Task inputs:
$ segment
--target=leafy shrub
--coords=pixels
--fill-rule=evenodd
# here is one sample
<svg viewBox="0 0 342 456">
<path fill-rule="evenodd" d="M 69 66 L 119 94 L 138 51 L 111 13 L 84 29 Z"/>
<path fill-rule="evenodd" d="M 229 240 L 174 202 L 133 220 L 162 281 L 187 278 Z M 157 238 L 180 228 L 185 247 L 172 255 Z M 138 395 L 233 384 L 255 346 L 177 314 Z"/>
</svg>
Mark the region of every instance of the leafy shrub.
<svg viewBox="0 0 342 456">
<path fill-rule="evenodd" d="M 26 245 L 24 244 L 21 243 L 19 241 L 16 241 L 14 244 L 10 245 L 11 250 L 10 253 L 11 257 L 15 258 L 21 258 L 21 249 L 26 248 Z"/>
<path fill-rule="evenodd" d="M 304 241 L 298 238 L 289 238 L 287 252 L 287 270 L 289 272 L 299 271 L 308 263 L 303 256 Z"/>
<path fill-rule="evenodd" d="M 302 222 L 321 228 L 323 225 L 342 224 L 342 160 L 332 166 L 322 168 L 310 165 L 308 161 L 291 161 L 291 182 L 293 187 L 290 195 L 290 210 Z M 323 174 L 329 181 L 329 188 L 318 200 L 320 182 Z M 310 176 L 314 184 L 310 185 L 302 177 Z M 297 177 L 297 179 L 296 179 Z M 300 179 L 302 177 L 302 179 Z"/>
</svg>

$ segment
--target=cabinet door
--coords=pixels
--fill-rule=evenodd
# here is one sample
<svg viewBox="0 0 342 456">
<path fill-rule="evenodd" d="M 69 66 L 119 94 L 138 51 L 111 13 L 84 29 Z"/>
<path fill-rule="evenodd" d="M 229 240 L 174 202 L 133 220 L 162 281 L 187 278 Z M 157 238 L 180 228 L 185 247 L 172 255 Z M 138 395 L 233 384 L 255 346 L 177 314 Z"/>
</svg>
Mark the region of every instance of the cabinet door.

Required task:
Write out the whole listing above again, requests included, and shift the answer outlines by adding 93 to every coordinate in them.

Solution below:
$ segment
--target=leafy shrub
--coords=pixels
--fill-rule=evenodd
# here is one sample
<svg viewBox="0 0 342 456">
<path fill-rule="evenodd" d="M 69 66 L 119 94 L 138 51 L 111 13 L 84 29 Z"/>
<path fill-rule="evenodd" d="M 229 240 L 174 202 L 133 220 L 162 281 L 187 278 Z M 157 238 L 180 228 L 185 247 L 172 255 Z M 138 395 L 233 384 L 255 346 L 177 314 Z"/>
</svg>
Mark the region of every instance of the leafy shrub.
<svg viewBox="93 93 435 549">
<path fill-rule="evenodd" d="M 119 338 L 117 337 L 114 336 L 112 334 L 109 334 L 107 337 L 103 338 L 104 343 L 103 346 L 104 350 L 108 351 L 114 351 L 114 342 L 119 341 Z"/>
<path fill-rule="evenodd" d="M 397 334 L 391 331 L 382 331 L 380 345 L 380 363 L 382 365 L 392 364 L 401 356 L 396 349 Z"/>
<path fill-rule="evenodd" d="M 395 315 L 414 321 L 416 318 L 435 317 L 435 253 L 425 259 L 415 261 L 403 258 L 401 254 L 384 254 L 384 275 L 386 280 L 383 288 L 383 303 Z M 416 267 L 422 274 L 422 281 L 411 293 L 413 275 Z M 403 269 L 407 277 L 403 278 L 395 270 Z M 390 270 L 390 272 L 389 272 Z M 393 272 L 395 270 L 395 272 Z"/>
</svg>

$ segment
--target=cabinet door
--coords=pixels
--fill-rule=evenodd
# here is one sample
<svg viewBox="0 0 342 456">
<path fill-rule="evenodd" d="M 69 66 L 119 94 L 138 51 L 111 13 L 84 29 Z"/>
<path fill-rule="evenodd" d="M 229 240 L 174 202 L 133 220 L 162 281 L 187 278 Z M 157 238 L 180 228 L 185 247 L 172 255 Z M 138 395 L 233 384 L 255 346 L 177 314 Z"/>
</svg>
Mark the region of every instance of the cabinet door.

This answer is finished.